[Stored records]
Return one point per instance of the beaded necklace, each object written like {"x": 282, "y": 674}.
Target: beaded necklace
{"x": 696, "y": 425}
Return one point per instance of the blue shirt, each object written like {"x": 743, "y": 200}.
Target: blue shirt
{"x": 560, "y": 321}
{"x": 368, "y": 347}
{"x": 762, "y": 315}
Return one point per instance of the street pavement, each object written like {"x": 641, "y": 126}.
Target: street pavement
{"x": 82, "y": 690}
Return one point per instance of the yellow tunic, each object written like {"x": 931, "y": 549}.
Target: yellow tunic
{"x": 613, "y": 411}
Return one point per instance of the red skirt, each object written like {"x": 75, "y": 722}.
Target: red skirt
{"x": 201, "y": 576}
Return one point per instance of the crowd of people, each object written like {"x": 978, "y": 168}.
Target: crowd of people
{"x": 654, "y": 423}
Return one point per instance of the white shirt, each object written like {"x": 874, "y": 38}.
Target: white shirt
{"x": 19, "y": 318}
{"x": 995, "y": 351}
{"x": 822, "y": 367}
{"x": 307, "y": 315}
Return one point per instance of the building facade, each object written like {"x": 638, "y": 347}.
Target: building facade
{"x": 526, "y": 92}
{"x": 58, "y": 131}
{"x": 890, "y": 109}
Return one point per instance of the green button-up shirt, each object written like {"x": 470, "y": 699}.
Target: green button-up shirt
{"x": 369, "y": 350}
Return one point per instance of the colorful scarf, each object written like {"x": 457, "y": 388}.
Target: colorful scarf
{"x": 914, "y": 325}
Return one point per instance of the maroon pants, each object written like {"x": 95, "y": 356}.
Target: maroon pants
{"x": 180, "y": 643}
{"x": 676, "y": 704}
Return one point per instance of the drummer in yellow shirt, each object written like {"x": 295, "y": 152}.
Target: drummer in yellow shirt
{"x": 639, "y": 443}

• [What you will do]:
Where a line above contains the word "object", show that line.

• [Output for this exercise]:
Return one point per instance of the beaded necklace, each object written like {"x": 282, "y": 674}.
Return one point per instance of the blue shirt, each object written like {"x": 743, "y": 200}.
Return one point per instance of the street pavement, each object written like {"x": 641, "y": 126}.
Return one point per instance of the yellow tunic, each object written like {"x": 931, "y": 549}.
Return one point per instance of the red skirt, each object written like {"x": 75, "y": 722}.
Return one point per instance of the crowd of people, each object written like {"x": 978, "y": 168}.
Return one point per instance of the white shirt, each object written like {"x": 874, "y": 38}.
Return one point per instance of the building facade, each object written like {"x": 638, "y": 347}.
Return one point per instance of the green button-up shirt, each object written like {"x": 470, "y": 699}.
Return one point per instance of the colorful scarf, each object written like {"x": 457, "y": 388}.
Return one point per instance of the maroon pants, each object written like {"x": 95, "y": 356}.
Return one point per instance of the drummer in yellow shirt, each object written like {"x": 295, "y": 152}.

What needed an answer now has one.